━━━ THE DATA

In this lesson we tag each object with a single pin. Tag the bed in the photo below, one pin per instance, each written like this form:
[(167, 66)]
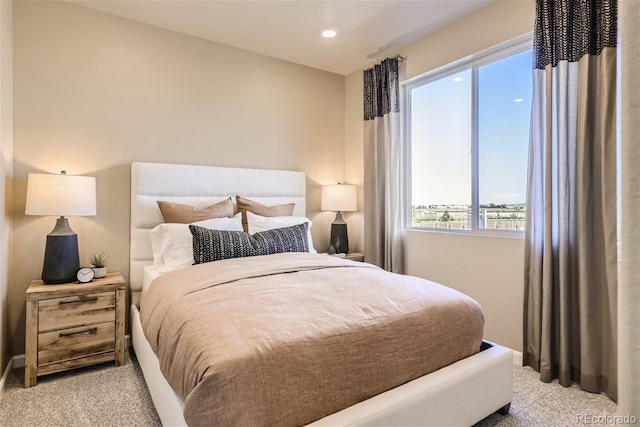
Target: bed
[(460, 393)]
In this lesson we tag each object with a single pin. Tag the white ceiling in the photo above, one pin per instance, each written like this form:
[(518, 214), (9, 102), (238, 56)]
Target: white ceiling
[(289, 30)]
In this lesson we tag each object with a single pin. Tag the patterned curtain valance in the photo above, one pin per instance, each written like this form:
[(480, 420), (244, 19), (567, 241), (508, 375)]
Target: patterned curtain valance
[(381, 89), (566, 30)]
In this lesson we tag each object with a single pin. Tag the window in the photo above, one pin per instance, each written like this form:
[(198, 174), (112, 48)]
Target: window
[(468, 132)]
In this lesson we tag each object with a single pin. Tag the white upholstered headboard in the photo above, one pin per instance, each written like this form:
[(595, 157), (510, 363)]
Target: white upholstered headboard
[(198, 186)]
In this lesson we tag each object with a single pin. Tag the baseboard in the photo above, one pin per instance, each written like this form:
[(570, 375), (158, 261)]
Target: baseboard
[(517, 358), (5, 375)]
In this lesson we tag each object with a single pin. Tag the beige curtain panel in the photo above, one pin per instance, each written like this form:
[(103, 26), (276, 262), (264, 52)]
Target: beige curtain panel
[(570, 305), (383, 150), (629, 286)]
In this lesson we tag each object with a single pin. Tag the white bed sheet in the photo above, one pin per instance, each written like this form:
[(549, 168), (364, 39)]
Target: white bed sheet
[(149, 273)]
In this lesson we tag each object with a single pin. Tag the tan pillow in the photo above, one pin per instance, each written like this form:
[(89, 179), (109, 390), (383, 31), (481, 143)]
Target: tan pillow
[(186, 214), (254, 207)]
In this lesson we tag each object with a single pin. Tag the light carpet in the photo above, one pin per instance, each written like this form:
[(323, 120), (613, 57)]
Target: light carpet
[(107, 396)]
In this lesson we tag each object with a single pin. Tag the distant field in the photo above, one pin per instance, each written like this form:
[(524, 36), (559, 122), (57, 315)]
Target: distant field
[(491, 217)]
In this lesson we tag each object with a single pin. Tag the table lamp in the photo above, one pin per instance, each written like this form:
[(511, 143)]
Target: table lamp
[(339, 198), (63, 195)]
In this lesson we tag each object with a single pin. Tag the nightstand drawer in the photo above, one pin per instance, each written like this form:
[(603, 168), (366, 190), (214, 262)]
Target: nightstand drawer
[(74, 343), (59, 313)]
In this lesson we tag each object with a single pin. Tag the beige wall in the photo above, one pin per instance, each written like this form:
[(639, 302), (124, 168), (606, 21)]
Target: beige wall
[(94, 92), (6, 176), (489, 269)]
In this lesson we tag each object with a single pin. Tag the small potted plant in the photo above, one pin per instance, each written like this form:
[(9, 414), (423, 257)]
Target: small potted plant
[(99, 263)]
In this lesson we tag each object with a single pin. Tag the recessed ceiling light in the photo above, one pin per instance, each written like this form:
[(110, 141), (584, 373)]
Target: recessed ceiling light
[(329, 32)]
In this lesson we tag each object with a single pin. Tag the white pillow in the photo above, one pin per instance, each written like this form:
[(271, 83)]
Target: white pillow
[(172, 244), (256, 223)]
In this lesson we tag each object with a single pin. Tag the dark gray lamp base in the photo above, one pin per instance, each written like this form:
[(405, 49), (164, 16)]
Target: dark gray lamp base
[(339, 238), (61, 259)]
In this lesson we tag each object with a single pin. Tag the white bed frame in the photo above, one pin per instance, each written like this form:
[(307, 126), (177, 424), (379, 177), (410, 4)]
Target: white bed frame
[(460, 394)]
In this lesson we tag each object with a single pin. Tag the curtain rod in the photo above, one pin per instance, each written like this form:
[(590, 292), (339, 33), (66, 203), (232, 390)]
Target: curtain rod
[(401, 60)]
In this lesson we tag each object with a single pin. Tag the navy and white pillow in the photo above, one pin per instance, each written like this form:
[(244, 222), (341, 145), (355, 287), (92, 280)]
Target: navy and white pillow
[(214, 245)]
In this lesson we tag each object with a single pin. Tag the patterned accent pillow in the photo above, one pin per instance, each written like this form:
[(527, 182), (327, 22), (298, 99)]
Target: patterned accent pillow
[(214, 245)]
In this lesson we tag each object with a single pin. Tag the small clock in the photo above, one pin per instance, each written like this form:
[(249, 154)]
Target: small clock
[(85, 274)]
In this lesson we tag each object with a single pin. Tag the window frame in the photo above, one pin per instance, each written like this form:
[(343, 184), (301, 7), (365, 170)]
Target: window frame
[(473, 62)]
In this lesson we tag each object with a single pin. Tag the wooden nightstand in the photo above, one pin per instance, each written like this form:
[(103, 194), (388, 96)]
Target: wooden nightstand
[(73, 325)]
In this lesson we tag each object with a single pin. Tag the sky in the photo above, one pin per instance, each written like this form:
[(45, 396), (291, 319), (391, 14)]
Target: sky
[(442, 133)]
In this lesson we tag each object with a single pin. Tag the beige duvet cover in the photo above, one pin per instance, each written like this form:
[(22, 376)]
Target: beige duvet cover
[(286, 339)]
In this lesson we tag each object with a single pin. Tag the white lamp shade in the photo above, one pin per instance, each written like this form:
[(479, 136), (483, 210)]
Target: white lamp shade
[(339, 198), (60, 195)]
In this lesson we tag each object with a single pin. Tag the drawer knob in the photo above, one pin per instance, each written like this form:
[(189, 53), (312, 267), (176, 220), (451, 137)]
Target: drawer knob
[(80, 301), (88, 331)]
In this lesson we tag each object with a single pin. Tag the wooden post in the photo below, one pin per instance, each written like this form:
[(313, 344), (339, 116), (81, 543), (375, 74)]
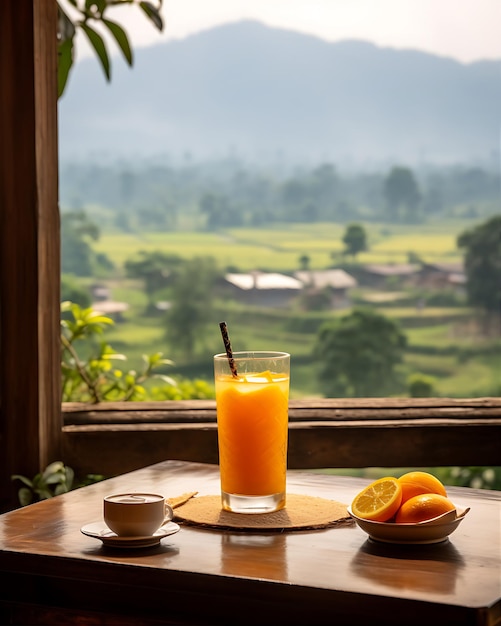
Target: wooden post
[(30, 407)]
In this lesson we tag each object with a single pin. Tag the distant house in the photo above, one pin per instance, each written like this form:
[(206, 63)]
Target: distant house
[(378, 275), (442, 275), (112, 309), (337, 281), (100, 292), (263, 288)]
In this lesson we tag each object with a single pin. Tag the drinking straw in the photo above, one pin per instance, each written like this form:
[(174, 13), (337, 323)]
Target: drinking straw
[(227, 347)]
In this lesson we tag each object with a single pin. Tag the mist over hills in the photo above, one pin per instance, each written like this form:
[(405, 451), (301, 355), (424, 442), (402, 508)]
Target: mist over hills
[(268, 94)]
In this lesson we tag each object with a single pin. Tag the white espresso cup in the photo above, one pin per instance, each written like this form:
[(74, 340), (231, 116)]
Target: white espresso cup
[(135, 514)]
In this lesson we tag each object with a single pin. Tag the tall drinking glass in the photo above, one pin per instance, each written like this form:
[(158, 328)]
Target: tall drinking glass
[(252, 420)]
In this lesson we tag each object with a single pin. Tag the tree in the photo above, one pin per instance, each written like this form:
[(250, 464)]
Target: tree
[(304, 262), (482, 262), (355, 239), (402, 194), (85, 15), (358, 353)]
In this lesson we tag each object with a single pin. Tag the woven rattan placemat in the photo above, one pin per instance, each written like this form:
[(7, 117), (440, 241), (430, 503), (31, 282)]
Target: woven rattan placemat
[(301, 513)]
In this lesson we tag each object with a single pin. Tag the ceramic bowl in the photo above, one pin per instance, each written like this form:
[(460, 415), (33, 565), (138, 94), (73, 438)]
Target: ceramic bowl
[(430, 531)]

━━━━━━
━━━ THE DATA

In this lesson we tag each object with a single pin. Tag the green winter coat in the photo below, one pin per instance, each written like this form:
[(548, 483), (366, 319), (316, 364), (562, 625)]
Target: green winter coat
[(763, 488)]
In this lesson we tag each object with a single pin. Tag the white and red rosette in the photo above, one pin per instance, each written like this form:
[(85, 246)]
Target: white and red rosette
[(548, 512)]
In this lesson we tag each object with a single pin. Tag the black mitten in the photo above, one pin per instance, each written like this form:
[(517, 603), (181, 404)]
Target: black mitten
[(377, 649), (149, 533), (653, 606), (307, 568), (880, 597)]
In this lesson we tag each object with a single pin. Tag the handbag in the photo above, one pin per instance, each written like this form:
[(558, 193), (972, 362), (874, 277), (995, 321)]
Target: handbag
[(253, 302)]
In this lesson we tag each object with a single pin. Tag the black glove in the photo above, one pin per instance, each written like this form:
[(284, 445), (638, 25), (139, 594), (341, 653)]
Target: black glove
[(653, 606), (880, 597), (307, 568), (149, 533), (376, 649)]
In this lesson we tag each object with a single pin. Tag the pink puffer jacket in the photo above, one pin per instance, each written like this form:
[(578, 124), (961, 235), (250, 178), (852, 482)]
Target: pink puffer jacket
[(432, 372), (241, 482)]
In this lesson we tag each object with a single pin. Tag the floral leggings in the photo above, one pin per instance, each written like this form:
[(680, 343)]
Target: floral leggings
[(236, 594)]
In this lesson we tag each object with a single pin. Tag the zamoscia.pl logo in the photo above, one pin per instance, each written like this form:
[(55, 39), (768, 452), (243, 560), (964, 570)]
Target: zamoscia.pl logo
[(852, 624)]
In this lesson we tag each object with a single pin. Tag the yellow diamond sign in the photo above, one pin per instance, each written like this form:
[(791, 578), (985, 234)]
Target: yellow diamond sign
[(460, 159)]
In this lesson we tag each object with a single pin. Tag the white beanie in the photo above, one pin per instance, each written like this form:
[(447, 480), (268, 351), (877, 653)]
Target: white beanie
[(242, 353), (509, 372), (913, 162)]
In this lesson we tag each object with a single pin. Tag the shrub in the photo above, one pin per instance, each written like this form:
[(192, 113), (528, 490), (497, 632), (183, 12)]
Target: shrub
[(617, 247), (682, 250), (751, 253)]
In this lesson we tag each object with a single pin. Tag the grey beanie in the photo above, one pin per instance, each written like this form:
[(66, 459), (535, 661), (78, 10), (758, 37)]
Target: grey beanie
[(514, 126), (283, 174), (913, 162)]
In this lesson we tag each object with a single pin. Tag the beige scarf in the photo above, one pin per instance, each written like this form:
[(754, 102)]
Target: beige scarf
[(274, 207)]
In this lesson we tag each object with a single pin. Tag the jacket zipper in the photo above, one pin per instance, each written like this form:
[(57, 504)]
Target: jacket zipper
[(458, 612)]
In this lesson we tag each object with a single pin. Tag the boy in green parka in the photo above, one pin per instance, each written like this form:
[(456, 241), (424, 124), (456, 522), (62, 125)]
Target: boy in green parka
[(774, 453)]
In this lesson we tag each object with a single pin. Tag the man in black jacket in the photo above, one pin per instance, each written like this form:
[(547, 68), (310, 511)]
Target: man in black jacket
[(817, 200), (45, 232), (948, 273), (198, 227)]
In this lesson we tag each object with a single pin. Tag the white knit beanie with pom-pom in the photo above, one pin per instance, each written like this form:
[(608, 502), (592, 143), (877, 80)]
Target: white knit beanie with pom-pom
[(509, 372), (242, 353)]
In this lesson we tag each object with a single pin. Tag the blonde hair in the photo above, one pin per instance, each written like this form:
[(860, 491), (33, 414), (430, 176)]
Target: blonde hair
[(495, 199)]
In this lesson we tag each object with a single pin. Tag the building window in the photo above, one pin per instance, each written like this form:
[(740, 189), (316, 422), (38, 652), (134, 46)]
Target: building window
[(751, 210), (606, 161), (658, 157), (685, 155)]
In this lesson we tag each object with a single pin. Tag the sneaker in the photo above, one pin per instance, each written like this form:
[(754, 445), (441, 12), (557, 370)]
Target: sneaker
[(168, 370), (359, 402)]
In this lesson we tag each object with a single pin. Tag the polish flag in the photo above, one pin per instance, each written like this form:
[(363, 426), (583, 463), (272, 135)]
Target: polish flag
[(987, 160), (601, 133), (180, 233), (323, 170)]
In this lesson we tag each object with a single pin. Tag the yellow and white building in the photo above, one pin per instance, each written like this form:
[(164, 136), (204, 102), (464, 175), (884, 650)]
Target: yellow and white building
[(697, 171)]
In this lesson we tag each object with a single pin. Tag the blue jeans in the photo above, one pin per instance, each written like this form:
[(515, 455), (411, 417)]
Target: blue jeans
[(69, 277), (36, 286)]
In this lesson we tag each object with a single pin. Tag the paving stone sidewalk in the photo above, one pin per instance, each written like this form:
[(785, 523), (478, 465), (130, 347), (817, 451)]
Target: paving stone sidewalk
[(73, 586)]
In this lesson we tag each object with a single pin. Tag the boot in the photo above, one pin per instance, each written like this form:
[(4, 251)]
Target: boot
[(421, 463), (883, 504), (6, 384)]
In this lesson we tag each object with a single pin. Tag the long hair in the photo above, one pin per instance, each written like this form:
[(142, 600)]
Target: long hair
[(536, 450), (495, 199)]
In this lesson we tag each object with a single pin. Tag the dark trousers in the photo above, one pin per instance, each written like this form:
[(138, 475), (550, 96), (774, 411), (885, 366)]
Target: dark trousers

━━━━━━

#### [REQUEST]
Convert the listing from the line with "Tag the recessed" to the line with "[(339, 238), (61, 259)]" into a JSON list of strings, one string per line, leaving out blank lines.

#### [CORRECT ANSWER]
[
  "In this lesson we tag each object with a single pin. Tag the recessed ceiling light in the photo above, one pin per instance, each written like this form:",
  "[(110, 141), (584, 373)]",
  "Target: recessed ceiling light",
  "[(329, 32)]",
  "In this lesson we tag each object with a single pin. Tag the white pillow in the photo above, one pin per instance, each written like this form:",
  "[(271, 83)]",
  "Target: white pillow",
  "[(172, 244), (256, 223)]",
  "In this lesson we tag each object with a single pin. Tag the dark gray lamp base in the photo above, one pin per instance, each written like this form:",
  "[(405, 49), (164, 16)]",
  "Target: dark gray lamp base",
  "[(339, 238), (61, 259)]"
]